Entries supplied:
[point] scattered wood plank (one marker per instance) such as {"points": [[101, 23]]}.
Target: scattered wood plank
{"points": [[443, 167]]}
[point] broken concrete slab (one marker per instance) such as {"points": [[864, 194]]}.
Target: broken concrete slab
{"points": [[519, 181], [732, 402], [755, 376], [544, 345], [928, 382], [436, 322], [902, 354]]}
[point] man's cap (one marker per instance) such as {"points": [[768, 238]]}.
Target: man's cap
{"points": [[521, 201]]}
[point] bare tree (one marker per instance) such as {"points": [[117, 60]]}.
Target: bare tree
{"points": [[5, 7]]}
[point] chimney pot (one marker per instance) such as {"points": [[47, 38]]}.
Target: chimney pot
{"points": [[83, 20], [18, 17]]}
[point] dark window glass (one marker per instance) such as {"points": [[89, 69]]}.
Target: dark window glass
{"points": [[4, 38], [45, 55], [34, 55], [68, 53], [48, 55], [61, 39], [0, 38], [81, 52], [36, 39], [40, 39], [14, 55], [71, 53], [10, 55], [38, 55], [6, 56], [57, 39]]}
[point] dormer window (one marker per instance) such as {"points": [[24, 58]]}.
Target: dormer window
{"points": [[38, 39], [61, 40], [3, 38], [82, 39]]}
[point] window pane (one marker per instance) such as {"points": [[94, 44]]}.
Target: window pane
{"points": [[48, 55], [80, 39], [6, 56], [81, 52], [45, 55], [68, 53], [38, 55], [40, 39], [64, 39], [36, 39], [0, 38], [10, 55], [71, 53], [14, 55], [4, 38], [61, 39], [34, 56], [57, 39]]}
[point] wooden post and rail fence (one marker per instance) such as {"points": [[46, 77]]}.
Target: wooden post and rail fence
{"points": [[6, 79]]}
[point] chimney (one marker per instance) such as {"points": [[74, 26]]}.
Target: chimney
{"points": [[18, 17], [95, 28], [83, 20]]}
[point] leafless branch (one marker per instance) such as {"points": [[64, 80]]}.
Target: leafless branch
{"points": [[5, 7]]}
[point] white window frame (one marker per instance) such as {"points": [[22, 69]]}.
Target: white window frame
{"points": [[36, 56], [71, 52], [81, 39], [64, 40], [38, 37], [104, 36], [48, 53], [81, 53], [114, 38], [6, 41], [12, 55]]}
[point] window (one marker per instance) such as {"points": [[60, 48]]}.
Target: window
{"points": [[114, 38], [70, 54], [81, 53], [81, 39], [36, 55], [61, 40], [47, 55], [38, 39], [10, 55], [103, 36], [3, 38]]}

Your goal:
Copy out the stretch of lines from the one containing "[point] leafless branch" through the last line, requests included, and raise each point coordinate in the answers by 133. Leave the sample points inside the requests unchanged.

The result:
[point] leafless branch (one marker per instance) such as {"points": [[64, 80]]}.
Target: leafless branch
{"points": [[138, 140]]}
[point] white window frame (one marker per instance) such as {"points": [[22, 69]]}.
Target: white window frame
{"points": [[169, 189], [204, 185], [214, 172], [197, 173], [171, 170], [237, 169], [181, 186], [214, 186], [247, 171], [139, 174], [145, 188]]}
[point] window (one marker per instance) such as {"points": [[60, 48]]}.
Target: window
{"points": [[247, 171], [203, 187], [214, 186], [214, 172], [169, 188], [194, 173], [180, 188], [171, 172], [143, 188], [236, 169], [136, 171]]}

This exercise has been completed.